Many of the courses in the programme are taught in the classroom, although a substantial amount of preparation and self-study are also expected. Classroom activities regularly include student presentations and debate in addition to lectures. The class size is limited to 30 students, in order to allow for active participation by all students. Students are also able to attend selected internal training sessions at IBFD.
In addition to the classroom teaching, students receive supervision in groups of three to four for the tax treaty negotiation exercise and the moot court exercise. They also receive intensive individual supervision from one of the ACTL faculty members when writing their LLM thesis, and possibly also extra supervision from an outside expert in appropriate cases.
29 August – 2 September 2022
5 September 2022 – 3 February 2023
Holiday time: 24 December 2022 – 6 January 2023
6 February 2023 – 30 June 2023
No classes or exams on 6 April, 10 April, 5 May, 18 May, 29 May 2023
Although students must work on their theses from December 2022, the final version of the LLM thesis must be submitted before 1 July 2023
To be announced
This is a full-time study programme and the workload is designed accordingly. Students will be expected to attend a high percentage of the classroom sessions and group mentoring sessions and to have regular meetings with the supervisor of their final thesis.

What this task involves
Carry on the description of the LLM programme above, starting right after its last sentence.

Dataset
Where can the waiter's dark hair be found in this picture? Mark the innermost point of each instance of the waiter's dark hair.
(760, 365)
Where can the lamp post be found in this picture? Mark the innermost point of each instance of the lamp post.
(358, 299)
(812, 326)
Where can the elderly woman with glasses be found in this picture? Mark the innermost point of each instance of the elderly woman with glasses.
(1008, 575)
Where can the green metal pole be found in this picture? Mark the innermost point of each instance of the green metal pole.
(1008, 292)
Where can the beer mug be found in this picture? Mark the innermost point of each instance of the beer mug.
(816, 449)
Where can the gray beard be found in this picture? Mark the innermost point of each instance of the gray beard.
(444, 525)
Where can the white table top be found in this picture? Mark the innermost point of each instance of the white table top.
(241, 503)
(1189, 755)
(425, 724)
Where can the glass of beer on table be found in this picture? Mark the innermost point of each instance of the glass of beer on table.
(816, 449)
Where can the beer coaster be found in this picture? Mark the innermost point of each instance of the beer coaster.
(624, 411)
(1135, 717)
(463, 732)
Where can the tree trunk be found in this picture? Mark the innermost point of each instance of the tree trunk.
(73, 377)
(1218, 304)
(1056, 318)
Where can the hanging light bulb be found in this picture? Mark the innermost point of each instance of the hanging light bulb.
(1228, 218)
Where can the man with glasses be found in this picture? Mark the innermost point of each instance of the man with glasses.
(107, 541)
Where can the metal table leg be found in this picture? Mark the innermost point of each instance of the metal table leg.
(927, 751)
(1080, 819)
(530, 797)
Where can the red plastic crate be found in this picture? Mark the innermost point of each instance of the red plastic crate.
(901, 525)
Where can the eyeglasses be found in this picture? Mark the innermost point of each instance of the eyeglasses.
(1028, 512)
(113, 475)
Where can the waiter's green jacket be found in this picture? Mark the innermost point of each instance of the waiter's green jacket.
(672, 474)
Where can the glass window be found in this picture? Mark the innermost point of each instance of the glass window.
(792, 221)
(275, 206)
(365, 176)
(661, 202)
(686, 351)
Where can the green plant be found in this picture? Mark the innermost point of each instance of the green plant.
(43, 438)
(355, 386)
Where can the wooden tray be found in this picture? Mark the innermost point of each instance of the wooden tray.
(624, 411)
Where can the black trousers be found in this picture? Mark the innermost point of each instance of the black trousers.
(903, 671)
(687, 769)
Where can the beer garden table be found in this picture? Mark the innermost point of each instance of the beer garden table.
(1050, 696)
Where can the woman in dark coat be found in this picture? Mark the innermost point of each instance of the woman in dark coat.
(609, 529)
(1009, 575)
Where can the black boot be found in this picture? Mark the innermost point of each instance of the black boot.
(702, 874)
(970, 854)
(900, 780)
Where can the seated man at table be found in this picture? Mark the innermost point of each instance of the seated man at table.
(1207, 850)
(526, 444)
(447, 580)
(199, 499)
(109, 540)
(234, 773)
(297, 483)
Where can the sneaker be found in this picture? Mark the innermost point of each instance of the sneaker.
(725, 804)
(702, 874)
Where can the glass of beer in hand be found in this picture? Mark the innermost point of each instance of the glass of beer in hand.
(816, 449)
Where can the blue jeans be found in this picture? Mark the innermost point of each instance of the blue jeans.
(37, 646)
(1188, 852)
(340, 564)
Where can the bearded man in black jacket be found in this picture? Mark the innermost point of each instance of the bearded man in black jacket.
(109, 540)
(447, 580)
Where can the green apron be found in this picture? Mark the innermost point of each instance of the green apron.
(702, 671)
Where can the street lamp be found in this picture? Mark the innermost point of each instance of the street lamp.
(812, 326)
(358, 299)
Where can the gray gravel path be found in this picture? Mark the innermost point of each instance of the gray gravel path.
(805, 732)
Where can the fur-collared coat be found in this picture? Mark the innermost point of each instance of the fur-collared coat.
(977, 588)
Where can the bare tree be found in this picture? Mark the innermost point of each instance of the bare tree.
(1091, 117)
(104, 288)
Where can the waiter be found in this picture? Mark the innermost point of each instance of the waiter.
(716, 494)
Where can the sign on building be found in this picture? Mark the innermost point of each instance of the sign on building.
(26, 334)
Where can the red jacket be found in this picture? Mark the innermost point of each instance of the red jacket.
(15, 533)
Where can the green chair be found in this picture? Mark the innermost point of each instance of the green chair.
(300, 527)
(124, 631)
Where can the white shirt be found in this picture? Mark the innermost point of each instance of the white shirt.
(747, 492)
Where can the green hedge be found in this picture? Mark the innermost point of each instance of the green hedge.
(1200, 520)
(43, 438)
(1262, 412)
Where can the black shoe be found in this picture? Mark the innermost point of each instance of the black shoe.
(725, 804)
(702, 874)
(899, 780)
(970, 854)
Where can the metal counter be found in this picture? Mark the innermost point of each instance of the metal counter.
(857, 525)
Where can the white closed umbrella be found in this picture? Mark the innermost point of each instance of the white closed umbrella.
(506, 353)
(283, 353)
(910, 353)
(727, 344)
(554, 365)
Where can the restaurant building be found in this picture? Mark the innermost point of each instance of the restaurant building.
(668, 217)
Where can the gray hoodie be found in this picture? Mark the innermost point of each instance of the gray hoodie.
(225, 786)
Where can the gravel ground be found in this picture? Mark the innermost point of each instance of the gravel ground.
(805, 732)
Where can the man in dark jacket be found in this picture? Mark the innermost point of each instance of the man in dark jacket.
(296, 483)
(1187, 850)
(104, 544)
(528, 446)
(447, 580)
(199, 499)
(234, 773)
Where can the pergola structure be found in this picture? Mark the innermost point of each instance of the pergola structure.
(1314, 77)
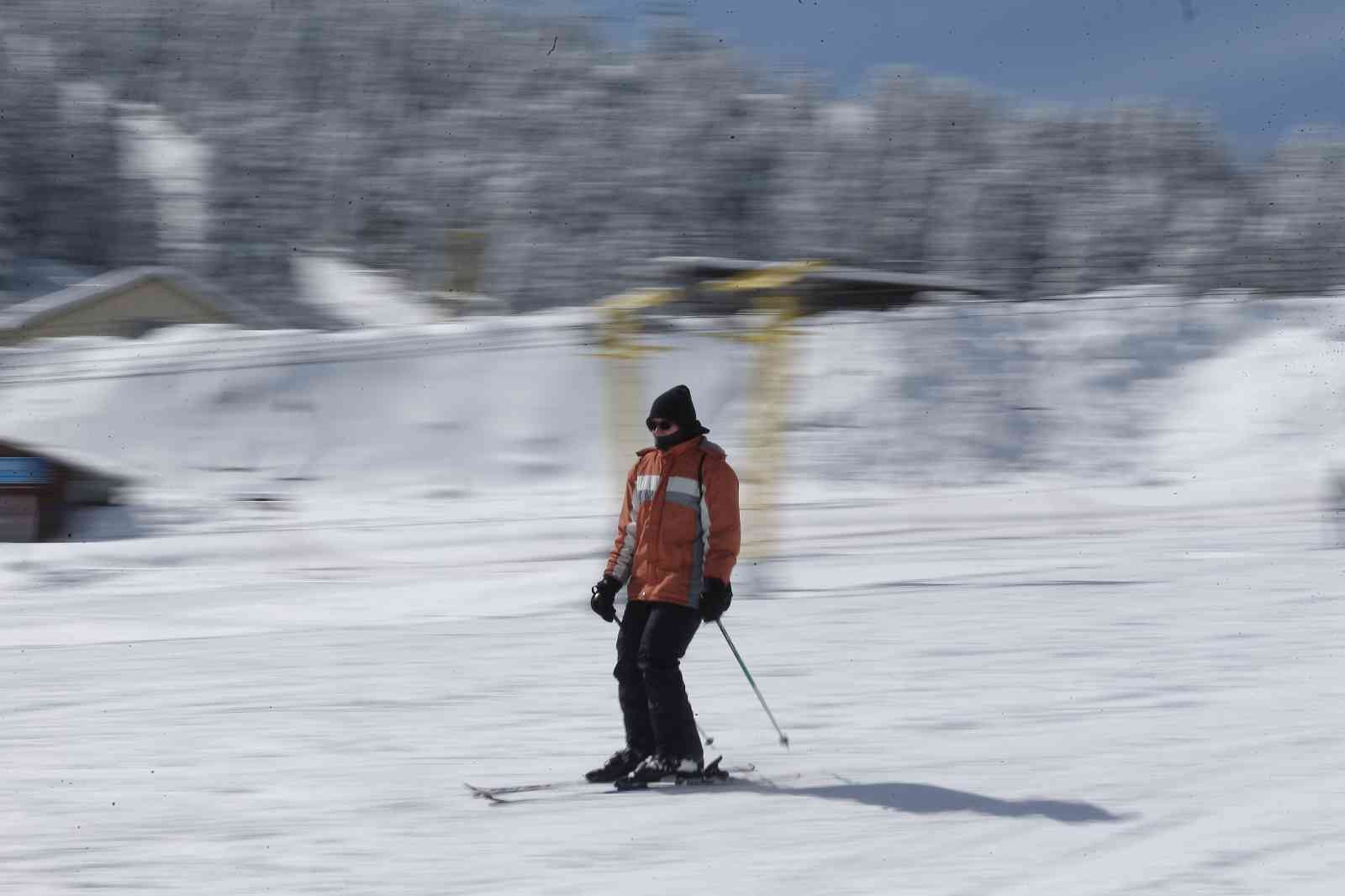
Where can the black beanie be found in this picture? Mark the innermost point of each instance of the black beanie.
(676, 405)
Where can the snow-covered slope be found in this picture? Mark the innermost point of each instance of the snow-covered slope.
(360, 577)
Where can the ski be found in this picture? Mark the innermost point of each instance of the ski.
(504, 793)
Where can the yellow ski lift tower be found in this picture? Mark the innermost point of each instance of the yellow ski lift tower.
(775, 296)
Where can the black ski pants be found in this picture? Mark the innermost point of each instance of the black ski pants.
(654, 705)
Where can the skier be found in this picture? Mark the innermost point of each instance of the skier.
(677, 542)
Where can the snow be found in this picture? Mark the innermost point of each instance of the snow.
(358, 296)
(358, 575)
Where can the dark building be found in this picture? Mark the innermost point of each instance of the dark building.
(40, 492)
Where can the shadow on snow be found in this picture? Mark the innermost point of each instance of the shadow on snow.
(927, 799)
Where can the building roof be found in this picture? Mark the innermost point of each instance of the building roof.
(76, 461)
(91, 291)
(709, 268)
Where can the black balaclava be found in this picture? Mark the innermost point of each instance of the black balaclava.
(676, 405)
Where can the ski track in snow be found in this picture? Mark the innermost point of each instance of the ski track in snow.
(1149, 708)
(1049, 687)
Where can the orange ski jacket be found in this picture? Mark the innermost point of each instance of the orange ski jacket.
(679, 524)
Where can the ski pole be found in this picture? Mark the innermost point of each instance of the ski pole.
(784, 739)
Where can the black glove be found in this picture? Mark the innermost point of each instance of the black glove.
(716, 596)
(604, 598)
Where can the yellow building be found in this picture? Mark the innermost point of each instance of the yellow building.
(127, 303)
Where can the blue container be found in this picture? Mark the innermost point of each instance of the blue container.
(24, 472)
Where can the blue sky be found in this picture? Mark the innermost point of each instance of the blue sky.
(1261, 66)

Task output
Students will also be expected to participate actively in the programme, both the academic side and the social side. Active academic participation means taking part in classroom debate and engaging in discussion with fellow students.
The programme attracts students from many different countries and cultures and all students are expected to behave, both in the classroom and outside, with due regard for the cultural differences among the students and the society of Amsterdam.
After graduating from the programme, we very much hope that students will stay in contact with us.
The formal requirements in respect of previous education for admittance to this programme are explained in the section admission requirements and the selection procedure. These requirements are designed to ensure that all students start the programme with a good understanding of the domestic tax law of at least one country, as the lecturers will assume that they are familiar with the most basic concepts of tax law that are found in virtually every country.
Some previous exposure to international tax law would be helpful, but is not necessary. What is more important is the ability to go beyond the mechanical application of the tax law and to think about the issues law in a conceptual way. Students following this programme must also be willing to re-examine the principles they studied during their first degree in a comparison with the principles applied by other countries.
English is the working language of the programme and therefore a good command of the English language, both orally and in writing, is an essential requirement.
In addition to these academic abilities, students on this programme must be prepared to work hard and to take an active part in the programme as a whole.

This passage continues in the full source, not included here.